Vu la procédure suivante :
Par une requête et un mémoire en réplique, enregistrés les 20 février et 24 octobre 2017 au secrétariat du contentieux du Conseil d'Etat, M. B...A...demande au Conseil d'Etat :
1°) d'annuler pour excès de pouvoir, d'une part, le décret n° 2016-1798 du 20 décembre 2016 modifiant le décret n° 87-1099 du 30 décembre 1987 portant statut particulier des attachés territoriaux et, d'autre part, le décret n° 2016-1799 du 20 décembre 2016 modifiant le décret n° 87-1100 du 30 décembre 1987, portant échelonnement indiciaire applicable aux attachés territoriaux ;
2°) de mettre à la charge de l'Etat la somme de 2 500 euros au titre de l'article L. 761-1 du code de justice administrative.
Vu les autres pièces du dossier ;
Vu :
- la loi n° 84-53 du 26 janvier 1984 ;
- le décret n° 87-1099 du 30 décembre 1987 ;
- le décret n° 87-1100 du 30 décembre 1987 ;
- le code de justice administrative ;
Après avoir entendu en séance publique :
- le rapport de Mme Marie-Laure Denis, conseiller d'Etat,
- les conclusions de M. Louis Dutheillet de Lamothe, rapporteur public.

DONNÉES RECENSÉES:
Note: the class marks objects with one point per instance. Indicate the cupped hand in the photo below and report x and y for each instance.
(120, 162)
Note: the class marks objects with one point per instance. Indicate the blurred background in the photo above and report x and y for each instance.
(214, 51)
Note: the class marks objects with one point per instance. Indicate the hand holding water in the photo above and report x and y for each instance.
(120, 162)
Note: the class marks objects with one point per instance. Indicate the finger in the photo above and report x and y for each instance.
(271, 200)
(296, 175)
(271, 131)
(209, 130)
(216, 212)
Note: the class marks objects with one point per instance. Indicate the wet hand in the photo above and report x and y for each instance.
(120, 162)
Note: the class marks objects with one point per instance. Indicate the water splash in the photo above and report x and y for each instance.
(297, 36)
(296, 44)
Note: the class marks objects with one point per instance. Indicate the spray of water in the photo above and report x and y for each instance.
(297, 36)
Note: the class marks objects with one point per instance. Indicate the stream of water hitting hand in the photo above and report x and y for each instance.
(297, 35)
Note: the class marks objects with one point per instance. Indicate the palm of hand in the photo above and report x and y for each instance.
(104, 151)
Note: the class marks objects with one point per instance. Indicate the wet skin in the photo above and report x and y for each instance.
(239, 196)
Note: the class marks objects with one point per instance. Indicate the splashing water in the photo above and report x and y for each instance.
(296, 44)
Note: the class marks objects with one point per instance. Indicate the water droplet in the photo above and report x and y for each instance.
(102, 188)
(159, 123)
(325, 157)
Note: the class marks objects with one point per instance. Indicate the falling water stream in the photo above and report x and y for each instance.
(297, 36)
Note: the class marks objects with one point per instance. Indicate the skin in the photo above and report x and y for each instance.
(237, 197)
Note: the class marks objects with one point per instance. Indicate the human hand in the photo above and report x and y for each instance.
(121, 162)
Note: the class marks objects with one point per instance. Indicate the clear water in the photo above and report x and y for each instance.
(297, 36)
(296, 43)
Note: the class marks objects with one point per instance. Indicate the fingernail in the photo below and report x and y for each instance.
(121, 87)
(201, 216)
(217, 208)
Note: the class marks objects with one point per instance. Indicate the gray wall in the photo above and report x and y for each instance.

VOTRE OBJECTIF: Recopiez mot pour mot un passage du texte retenu, en commençant aux mots « Vu la procédure » et en vous arrêtant après « de justice administrative. ».

LA RÉPONSE:
Vu la procédure suivante :
Par une requête et un mémoire en réplique, enregistrés les 20 février et 24 octobre 2017 au secrétariat du contentieux du Conseil d'Etat, M. B...A...demande au Conseil d'Etat :
1°) d'annuler pour excès de pouvoir, d'une part, le décret n° 2016-1798 du 20 décembre 2016 modifiant le décret n° 87-1099 du 30 décembre 1987 portant statut particulier des attachés territoriaux et, d'autre part, le décret n° 2016-1799 du 20 décembre 2016 modifiant le décret n° 87-1100 du 30 décembre 1987, portant échelonnement indiciaire applicable aux attachés territoriaux ;
2°) de mettre à la charge de l'Etat la somme de 2 500 euros au titre de l'article L. 761-1 du code de justice administrative.